_WORK TO BE COMPLETED_
The lines of the records that include "leaf" should all be copied.

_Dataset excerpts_

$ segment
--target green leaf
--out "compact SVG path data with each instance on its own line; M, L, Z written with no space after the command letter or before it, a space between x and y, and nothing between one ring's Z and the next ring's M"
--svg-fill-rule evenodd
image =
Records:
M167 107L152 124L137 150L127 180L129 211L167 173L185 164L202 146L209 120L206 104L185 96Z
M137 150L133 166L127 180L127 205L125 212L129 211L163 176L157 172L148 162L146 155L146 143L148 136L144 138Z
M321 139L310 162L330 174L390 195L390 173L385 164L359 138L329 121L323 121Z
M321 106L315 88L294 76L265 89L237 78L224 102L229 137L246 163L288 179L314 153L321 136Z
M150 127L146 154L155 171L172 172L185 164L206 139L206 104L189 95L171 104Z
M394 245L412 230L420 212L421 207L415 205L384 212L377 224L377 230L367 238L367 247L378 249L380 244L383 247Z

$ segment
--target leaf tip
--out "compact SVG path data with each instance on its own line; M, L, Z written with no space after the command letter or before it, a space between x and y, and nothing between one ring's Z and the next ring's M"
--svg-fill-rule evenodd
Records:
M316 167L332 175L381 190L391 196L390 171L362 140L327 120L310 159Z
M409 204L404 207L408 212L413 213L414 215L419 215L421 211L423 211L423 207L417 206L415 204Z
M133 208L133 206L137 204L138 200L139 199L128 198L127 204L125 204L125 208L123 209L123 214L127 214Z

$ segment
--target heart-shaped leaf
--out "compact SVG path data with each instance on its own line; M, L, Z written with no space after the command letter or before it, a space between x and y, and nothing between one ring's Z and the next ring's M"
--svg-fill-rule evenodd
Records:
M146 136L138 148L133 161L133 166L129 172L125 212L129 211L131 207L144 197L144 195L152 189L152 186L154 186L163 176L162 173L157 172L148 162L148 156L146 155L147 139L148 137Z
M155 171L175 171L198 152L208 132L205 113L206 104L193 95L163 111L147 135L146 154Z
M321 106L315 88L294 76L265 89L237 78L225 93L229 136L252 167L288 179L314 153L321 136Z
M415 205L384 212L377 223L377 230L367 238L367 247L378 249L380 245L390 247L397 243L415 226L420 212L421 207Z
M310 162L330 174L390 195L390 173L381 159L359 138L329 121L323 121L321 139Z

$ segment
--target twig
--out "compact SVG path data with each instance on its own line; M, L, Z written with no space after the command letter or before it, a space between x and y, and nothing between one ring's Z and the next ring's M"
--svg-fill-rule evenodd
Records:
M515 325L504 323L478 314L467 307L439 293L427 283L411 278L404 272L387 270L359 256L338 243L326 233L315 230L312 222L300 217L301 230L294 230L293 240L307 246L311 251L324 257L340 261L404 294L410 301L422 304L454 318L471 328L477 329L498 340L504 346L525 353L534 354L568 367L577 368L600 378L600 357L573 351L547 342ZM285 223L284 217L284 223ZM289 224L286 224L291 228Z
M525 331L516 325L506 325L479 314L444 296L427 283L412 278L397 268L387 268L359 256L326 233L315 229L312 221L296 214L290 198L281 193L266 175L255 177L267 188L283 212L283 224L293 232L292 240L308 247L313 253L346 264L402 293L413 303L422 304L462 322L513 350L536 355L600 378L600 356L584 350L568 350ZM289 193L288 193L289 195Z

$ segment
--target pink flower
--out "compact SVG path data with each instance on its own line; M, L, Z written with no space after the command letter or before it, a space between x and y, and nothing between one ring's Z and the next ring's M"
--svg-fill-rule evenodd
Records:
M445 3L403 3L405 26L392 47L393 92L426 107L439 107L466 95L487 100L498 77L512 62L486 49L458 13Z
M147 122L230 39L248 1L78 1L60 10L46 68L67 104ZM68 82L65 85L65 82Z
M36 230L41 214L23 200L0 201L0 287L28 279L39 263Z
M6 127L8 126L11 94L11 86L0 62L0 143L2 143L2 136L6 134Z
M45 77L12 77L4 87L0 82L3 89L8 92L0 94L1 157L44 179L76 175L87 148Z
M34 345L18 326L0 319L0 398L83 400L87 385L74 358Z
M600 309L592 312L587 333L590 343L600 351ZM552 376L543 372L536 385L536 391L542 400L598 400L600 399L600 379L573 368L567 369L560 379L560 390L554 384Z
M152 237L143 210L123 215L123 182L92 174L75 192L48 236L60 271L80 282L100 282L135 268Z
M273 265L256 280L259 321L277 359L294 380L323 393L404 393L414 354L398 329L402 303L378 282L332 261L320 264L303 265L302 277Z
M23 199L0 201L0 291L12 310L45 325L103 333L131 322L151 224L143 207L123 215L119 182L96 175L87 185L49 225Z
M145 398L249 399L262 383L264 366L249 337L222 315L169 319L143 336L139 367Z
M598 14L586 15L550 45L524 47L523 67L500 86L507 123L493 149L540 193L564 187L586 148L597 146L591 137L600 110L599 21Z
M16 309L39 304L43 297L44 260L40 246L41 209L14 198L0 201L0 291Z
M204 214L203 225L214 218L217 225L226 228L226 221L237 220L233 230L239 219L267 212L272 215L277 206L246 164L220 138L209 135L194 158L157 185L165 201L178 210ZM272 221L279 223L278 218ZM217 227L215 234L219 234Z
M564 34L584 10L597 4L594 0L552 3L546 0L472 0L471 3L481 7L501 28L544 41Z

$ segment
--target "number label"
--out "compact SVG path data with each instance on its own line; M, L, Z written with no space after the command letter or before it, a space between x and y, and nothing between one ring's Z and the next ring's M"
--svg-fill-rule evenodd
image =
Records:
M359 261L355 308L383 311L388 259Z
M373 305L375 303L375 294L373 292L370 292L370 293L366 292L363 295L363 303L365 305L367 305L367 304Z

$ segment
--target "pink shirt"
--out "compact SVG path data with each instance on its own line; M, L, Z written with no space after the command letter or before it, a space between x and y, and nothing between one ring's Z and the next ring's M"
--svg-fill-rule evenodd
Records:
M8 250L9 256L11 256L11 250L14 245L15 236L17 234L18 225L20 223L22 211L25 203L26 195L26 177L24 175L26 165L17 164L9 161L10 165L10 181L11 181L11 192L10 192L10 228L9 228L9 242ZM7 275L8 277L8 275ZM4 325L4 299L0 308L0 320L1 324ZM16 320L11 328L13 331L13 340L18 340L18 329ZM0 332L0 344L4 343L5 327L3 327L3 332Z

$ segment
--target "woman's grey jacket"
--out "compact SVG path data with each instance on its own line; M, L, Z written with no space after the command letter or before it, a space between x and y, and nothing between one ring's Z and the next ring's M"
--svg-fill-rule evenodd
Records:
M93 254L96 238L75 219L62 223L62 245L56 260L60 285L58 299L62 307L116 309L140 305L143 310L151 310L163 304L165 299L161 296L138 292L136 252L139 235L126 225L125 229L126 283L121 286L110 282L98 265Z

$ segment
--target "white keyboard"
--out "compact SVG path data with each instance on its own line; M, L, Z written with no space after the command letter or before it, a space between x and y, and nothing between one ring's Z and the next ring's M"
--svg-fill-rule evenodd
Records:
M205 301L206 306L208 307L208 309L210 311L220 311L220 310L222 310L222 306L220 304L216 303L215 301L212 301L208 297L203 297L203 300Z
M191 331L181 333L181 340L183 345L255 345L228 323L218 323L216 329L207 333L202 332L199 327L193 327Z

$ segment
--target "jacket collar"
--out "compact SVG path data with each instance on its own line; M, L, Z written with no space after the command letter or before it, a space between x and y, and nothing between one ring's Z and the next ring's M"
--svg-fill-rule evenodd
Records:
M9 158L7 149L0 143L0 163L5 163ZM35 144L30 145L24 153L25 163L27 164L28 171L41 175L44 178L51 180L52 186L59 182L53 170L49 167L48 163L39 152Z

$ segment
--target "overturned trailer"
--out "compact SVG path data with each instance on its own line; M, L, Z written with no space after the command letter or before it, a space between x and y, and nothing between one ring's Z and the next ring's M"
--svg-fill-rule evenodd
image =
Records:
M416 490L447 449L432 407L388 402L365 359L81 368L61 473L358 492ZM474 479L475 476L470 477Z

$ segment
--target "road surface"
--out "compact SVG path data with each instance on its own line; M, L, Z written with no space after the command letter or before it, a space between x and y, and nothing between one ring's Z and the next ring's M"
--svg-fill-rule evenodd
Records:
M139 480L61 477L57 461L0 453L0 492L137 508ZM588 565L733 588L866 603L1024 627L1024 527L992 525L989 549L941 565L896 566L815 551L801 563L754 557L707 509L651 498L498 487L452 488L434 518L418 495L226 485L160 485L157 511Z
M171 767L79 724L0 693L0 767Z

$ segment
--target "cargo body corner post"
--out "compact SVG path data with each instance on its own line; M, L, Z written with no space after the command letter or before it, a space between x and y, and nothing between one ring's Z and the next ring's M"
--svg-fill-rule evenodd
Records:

_ANSWER SPACE_
--target green leaf
--target leaf tip
--target heart-shaped leaf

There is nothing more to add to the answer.